Below are records; output all of them exactly.

(Stored dataset items)
============================================================

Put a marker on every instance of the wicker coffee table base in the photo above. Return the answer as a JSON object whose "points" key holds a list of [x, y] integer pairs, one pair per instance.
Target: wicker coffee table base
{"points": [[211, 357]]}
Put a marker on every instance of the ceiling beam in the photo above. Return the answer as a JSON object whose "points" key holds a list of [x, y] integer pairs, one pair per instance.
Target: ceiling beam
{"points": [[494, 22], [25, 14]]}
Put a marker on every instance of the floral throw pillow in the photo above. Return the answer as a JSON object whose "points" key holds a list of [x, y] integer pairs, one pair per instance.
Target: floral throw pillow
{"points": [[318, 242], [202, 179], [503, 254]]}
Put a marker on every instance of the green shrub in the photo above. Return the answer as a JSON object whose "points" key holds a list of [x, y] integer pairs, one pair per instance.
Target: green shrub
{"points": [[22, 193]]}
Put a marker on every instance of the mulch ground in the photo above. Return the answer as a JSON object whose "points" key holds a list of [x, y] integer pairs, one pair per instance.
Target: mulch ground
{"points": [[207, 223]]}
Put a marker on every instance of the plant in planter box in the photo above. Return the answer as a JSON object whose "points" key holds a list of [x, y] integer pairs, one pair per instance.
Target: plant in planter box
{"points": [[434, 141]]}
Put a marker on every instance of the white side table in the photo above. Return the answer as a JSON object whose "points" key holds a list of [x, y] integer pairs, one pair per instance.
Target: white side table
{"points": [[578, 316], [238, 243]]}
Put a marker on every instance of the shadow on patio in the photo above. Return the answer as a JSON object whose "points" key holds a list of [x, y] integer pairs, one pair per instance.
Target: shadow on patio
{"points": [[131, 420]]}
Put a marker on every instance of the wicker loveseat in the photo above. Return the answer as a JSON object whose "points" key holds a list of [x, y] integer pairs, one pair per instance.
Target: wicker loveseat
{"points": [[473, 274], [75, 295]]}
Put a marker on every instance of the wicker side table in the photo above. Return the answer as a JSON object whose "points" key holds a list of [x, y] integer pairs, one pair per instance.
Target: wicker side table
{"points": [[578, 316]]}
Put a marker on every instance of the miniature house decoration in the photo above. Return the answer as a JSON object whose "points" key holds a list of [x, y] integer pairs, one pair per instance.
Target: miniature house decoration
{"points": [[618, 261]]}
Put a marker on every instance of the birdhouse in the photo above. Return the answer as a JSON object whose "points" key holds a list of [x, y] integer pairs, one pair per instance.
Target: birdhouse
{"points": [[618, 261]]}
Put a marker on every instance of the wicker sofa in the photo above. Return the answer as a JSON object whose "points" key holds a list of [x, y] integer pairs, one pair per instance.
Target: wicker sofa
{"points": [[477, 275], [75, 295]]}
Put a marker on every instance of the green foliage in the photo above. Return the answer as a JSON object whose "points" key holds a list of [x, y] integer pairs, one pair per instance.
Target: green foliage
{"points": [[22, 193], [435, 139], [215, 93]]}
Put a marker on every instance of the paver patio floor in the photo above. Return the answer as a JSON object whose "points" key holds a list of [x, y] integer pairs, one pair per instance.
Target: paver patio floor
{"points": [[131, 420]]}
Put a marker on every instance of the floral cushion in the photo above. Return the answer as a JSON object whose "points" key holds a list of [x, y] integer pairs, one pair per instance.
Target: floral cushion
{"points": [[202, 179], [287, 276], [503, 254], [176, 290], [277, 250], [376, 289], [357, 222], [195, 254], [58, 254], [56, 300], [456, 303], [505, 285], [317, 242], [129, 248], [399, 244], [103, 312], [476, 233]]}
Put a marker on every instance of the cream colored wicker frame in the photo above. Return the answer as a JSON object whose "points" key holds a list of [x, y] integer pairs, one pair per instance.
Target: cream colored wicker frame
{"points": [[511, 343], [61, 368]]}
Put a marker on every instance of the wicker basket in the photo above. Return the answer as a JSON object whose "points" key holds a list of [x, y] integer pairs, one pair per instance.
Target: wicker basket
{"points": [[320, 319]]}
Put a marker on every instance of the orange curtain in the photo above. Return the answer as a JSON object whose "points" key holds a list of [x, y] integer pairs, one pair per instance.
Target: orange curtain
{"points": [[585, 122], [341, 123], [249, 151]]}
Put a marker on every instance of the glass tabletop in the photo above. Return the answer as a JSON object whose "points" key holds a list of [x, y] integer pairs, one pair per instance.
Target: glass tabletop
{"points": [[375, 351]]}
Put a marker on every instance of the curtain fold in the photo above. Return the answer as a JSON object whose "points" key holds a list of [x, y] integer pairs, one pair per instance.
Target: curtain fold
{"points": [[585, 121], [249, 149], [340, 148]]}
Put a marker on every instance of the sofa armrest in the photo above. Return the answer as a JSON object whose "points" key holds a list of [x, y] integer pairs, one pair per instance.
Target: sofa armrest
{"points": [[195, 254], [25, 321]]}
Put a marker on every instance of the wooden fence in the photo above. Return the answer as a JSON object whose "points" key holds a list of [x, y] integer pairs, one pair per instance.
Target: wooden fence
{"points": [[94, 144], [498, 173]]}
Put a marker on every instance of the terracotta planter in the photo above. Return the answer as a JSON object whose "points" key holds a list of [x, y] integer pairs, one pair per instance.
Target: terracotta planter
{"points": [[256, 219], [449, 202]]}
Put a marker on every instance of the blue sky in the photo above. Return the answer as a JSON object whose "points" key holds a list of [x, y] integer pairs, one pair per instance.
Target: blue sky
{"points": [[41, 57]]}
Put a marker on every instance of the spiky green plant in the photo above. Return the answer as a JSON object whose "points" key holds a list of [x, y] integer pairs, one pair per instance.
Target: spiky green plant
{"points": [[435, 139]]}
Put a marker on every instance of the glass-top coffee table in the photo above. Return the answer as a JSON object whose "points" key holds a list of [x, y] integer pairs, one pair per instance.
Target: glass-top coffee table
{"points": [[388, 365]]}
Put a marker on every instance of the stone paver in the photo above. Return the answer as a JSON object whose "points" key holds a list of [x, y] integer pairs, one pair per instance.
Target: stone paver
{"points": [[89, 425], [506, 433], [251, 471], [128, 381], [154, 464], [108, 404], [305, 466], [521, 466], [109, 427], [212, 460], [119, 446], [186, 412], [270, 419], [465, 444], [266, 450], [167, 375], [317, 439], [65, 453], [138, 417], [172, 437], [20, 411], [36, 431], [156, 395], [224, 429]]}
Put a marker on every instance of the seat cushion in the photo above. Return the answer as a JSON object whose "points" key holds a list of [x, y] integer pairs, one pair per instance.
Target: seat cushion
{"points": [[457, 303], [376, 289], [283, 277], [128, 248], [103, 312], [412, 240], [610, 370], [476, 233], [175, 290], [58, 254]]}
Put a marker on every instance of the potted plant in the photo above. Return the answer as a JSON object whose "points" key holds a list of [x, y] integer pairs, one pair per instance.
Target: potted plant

============================================================

**TASK ANSWER**
Put a marker on every instance of the wicker coffee table base in the photo above. Return the answer as a JSON object whose "points" key holds a list of [x, y] integer pairs, one pair per instance.
Target: wicker coffee table base
{"points": [[211, 357]]}
Put a marker on every instance of the ceiling beam in the photo above. Return the answer as a JSON object whose "points" key holds a list of [x, y] integer pairs, one pair per instance.
Target: ceiling beam
{"points": [[494, 22], [25, 14]]}
Put a marker on every instance of the floral throw pillow in the photo above. Return the answer as a JSON object whose "points" key holds a list of [x, y] integer pairs, one pair per instance.
Target: floral throw pillow
{"points": [[318, 242], [202, 179], [503, 254]]}
Put a marker on every instance of the green shrub in the photo above. Return the answer as a JSON object whose "points" key holds a list of [x, y] integer pairs, one pair per instance.
Target: green shrub
{"points": [[22, 193]]}
Put a marker on every instance of the mulch ground in the photo above. Return the answer as a JSON object whose "points" key holds a list of [x, y] integer pairs, one pair per instance.
Target: mulch ground
{"points": [[207, 223]]}
Put a marker on every instance of the plant in planter box in the photo above. Return the answer as a JSON object whose "points" key holds a list of [x, y] integer pairs, one pair per instance.
Target: plant in planter box
{"points": [[434, 141]]}
Put a marker on every instance of the white side table in the photo above. Return the answer as a JSON object whose "points" key holds a list of [x, y] integer pairs, one pair per instance.
Target: white side table
{"points": [[578, 316], [238, 243]]}
Put a marker on every instance of the shadow on patio in the photo above. Return the answer as a JSON object whose "points" key holds a list of [x, y] integer pairs, one pair per instance.
Target: shadow on patio
{"points": [[131, 420]]}
Put a marker on every instance of the wicker loveseat in the photo above. Return the answer as a JSON object whose "points" key holds a list of [x, y] integer pairs, one pair per instance.
Target: wicker loveseat
{"points": [[473, 274], [75, 295]]}
Put a marker on every instance of the wicker side table in the photo above. Return the answer as a JSON object whose "points" key holds a list of [x, y] integer pairs, one pair per instance.
Target: wicker side table
{"points": [[578, 316]]}
Put a marker on every instance of the miniature house decoration in the photo above. Return the answer as a JSON object whose "points" key holds a list of [x, y] integer pairs, one pair per instance.
Target: miniature house decoration
{"points": [[618, 261]]}
Put a marker on every instance of the birdhouse in the photo above. Return the answer as a JSON object whose "points" key holds a list of [x, y] integer pairs, one pair per instance.
Target: birdhouse
{"points": [[618, 261]]}
Put a marker on every instance of the wicker sofa in the photo above. Return the answer as a JSON object whose "points" key holds a list of [x, y] integer pairs, one pair per instance.
Target: wicker sofa
{"points": [[477, 275], [75, 295]]}
Put a marker on every instance of the green foliage in the photo above. Return the answer as a JSON object whose "points" key holds a list of [x, y] integer pairs, one pair per instance.
Target: green foliage
{"points": [[22, 193], [435, 139], [215, 93]]}
Put a marker on every instance of the paver patio floor in the photo above. Return the answer as a JSON object whose "points" key holds a list of [x, y] integer pairs, one pair per instance.
Target: paver patio floor
{"points": [[131, 420]]}
Put a marker on every instance of the floral cushion in the photo above. Return the answer as a JSON object whose "points" key holds a list of [x, y] integer pairs, one pair per instance.
Target: floral cushion
{"points": [[202, 179], [287, 276], [503, 254], [176, 290], [277, 250], [376, 289], [357, 222], [195, 254], [58, 254], [56, 300], [456, 303], [505, 285], [317, 242], [129, 248], [399, 244], [103, 312], [476, 233]]}
Put a marker on every instance of the cream colored wicker frame in the photo above. Return the answer as a JSON object whose "points" key holds a list of [x, y] integer pairs, one pair per instance.
Target: cream colored wicker frame
{"points": [[511, 343], [61, 368]]}
Put a marker on every instance of the wicker basket in the photo above. Return the answer as a JSON object whose "points" key holds a list of [x, y] integer pairs, one pair per instance.
Target: wicker basket
{"points": [[320, 319]]}
Put a marker on every instance of the orange curtain in the photo above. Return the answer as a JSON object whose "points" key holds a list of [x, y] integer pairs, one pair per instance.
Target: orange curtain
{"points": [[585, 122], [341, 123], [249, 151]]}
Put a marker on every instance of the glass tabletop in the photo above. Return the answer as a JSON object whose "points" key holds a list of [x, y] integer pairs, one pair per instance.
Target: glass tabletop
{"points": [[375, 351]]}
Put a marker on every instance of the curtain fold in the photo above. Return the answer as a JSON object whose "points" key holds a list of [x, y] integer pairs, one pair per instance.
Target: curtain fold
{"points": [[585, 121], [249, 149], [340, 148]]}
Put a marker on every instance of the sofa armrest in the photo above. Return the answer as a JSON object whose "points" key holds a list of [x, y] integer pairs, one pair per instance.
Target: sofa armrest
{"points": [[195, 254], [25, 321]]}
Put a marker on every instance of the wooden fence in the photo above. Return the answer as a JSON object whose "points" key holds a list of [x, y] integer pairs, one pair per instance.
Target: wooden fence
{"points": [[94, 144], [498, 173]]}
Put a marker on every instance of the terracotta planter in the photo above. Return the answer as a JSON object whose "points" key holds a list of [x, y] integer pairs, one pair per instance.
Target: terracotta planter
{"points": [[256, 219], [449, 202]]}
Put a marker on every instance of the blue sky in the photo above. Return the answer as a JSON object whose "points" key holds a list of [x, y] integer pairs, one pair per instance.
Target: blue sky
{"points": [[41, 57]]}
Put a marker on every instance of the spiky green plant in the photo above. Return the answer as a JSON object whose "points" key holds a list of [x, y] integer pairs, one pair per instance.
Target: spiky green plant
{"points": [[435, 139]]}
Put a marker on every instance of the glass-top coffee table in the photo above. Return the answer as a JSON object whose "points" key holds a list of [x, y] integer pairs, one pair per instance.
Target: glass-top coffee table
{"points": [[388, 365]]}
Put a marker on every instance of the stone paver in the photo above. Return the answer as a JSON object whose "points" key holds a list of [x, y] integer pairs, one pair per instance.
Target: stone paver
{"points": [[89, 425], [506, 433], [251, 471], [128, 381], [154, 464], [108, 404], [305, 466], [521, 466], [109, 427], [212, 460], [119, 446], [186, 412], [270, 419], [465, 444], [266, 450], [167, 375], [317, 439], [65, 453], [138, 417], [172, 437], [20, 411], [36, 431], [156, 395], [224, 429]]}
Put a marker on every instance of the seat cushion in the photo above. Return the answer as a JSON object whose "points" key holds a list of [x, y] integer pairs, one pair per instance.
Target: seat cushion
{"points": [[457, 303], [376, 289], [283, 277], [128, 248], [103, 312], [412, 240], [610, 370], [476, 233], [175, 290], [58, 254]]}
Put a marker on every instance of the potted plant in the photo above. Return the answer as a JSON object whose "points" key holds a list of [x, y] integer pairs, one pair per instance.
Target: potted plant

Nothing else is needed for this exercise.